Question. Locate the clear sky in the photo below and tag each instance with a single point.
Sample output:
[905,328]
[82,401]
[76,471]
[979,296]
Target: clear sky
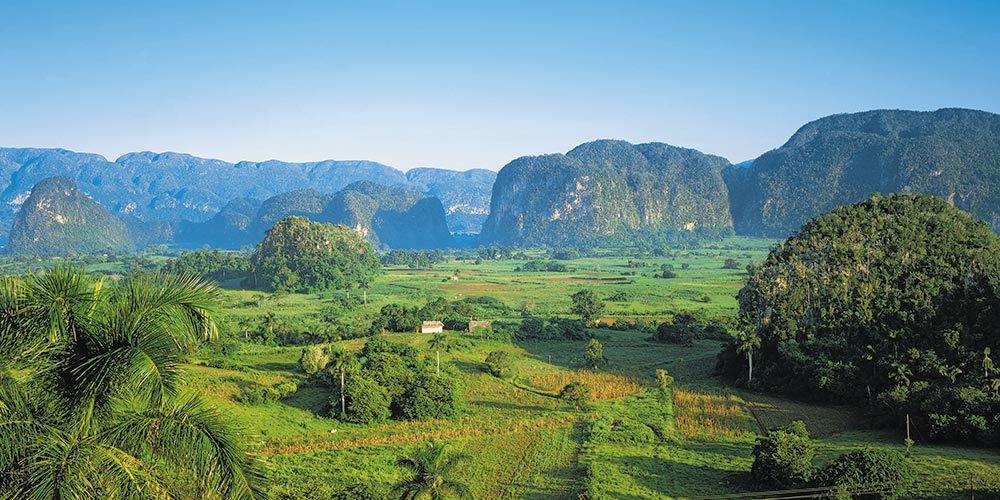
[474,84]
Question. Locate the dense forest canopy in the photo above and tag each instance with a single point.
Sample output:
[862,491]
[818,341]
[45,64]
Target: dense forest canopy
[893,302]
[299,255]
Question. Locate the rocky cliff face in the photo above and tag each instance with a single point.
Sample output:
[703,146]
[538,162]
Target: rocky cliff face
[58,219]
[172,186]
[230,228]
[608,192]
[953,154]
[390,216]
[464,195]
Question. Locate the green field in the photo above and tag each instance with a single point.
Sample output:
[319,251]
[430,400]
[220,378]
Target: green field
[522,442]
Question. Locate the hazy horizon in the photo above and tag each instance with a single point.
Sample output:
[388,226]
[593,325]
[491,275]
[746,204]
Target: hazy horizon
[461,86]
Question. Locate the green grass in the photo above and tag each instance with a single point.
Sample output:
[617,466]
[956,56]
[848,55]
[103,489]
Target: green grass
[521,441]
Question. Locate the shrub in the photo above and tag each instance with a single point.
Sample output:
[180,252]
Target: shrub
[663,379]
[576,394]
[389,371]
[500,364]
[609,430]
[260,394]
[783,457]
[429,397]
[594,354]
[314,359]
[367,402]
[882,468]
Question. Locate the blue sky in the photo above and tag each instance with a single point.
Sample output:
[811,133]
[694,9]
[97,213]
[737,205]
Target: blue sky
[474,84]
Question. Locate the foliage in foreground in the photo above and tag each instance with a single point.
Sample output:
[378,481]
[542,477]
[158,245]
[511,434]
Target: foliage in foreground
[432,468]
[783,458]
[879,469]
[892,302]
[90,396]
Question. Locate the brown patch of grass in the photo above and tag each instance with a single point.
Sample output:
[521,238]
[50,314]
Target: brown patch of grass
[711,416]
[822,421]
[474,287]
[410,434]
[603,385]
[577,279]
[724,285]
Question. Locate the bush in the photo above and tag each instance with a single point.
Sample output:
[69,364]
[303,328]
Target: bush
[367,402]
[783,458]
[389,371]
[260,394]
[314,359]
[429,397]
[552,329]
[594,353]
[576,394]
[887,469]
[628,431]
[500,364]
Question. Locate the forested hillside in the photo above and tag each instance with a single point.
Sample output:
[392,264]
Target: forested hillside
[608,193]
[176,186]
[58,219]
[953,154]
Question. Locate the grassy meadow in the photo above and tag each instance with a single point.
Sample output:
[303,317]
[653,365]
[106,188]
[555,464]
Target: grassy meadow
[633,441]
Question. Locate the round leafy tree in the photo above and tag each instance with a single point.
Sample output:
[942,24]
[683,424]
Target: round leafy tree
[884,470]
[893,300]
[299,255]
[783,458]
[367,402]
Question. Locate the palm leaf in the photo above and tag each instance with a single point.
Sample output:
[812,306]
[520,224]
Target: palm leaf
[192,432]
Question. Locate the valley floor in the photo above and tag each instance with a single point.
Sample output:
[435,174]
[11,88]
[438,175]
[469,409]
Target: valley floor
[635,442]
■ ■ ■
* [EXERCISE DIRECTIONS]: All pictures are to be dropped, and the records above returned exactly.

* [RESPONSE]:
Question. Locate the clear sky in the photo below and tag each instance with a single point.
Sample output:
[905,328]
[82,401]
[76,471]
[979,296]
Target: clear sky
[474,84]
Question. Locate the dense forest canopy in the photo above and tag each instance with a single point.
Sample output:
[862,491]
[818,341]
[45,64]
Target: dense forest canopy
[893,302]
[299,255]
Question. Locate the rocky cliff face in the photo above and tag each instance with a single point.
Sample output:
[703,146]
[538,162]
Target: rocky cliff face
[58,219]
[172,186]
[230,228]
[608,192]
[953,154]
[390,216]
[464,195]
Question. Locate the green field in the photo above and tag each instance with a single point.
Sample output:
[319,251]
[430,400]
[220,378]
Target: green field
[522,442]
Question. Locate the hazy horizon in the photo above and tag each instance with a single point.
Sample output:
[388,226]
[593,325]
[491,275]
[746,204]
Target: hazy horizon
[461,86]
Question. Locate the green grass in the photo above and tag each instance with a single point.
Sample output:
[617,466]
[956,56]
[848,55]
[103,489]
Target: green grass
[521,441]
Question. Locate the shrub in the photo above and tag each instance with a single point.
Sample output:
[180,252]
Target: shrub
[663,379]
[576,394]
[389,371]
[500,364]
[609,430]
[260,394]
[783,457]
[429,397]
[594,354]
[314,359]
[367,402]
[882,468]
Question. Locate the blue sky in the photo above and tag each instance with a single point.
Sample output:
[811,133]
[694,9]
[97,213]
[737,205]
Target: blue sky
[474,84]
Question. Locate the foliage in foreground in the photo above and tag each instance with a single point.
Sample output:
[378,481]
[542,477]
[158,245]
[511,434]
Target: foliage in foreground
[432,468]
[783,458]
[879,469]
[892,302]
[90,396]
Question. Locate the brown patch of grass in the photo above and tag each instance with a single point.
Sample output:
[521,238]
[50,314]
Target: brown patch of grass
[711,416]
[822,421]
[474,287]
[410,434]
[603,385]
[577,279]
[724,285]
Question. Locate the bush in the photo above and tag each instance with a single point.
Sample output:
[69,364]
[303,328]
Target: bush
[367,402]
[783,458]
[389,371]
[260,394]
[314,359]
[429,397]
[552,329]
[594,353]
[576,394]
[887,469]
[628,431]
[500,364]
Question. Locate the forested hillside in the photo above and tag each instance with a single point.
Sample output:
[392,264]
Target: forested hillside
[608,193]
[176,186]
[58,219]
[953,154]
Question. Locate the grassy meadow in the photo above and tag each instance with a single point.
Sample output:
[303,317]
[653,365]
[106,188]
[555,464]
Target: grassy meadow
[633,441]
Question. Locate the round leafy tree in the photo above and tag each instance with a single point.
Sample output:
[942,24]
[683,424]
Target: round leafy tree
[884,470]
[893,300]
[299,255]
[783,458]
[367,402]
Question. Locate the palm leaf in the photo above and tag each instance with a single point.
Sample output:
[812,306]
[520,224]
Target: palm leaf
[192,432]
Question. Locate the valley floor in the photo above and tag each instance with a single point.
Sample output:
[435,174]
[11,88]
[438,175]
[469,409]
Target: valley floor
[635,442]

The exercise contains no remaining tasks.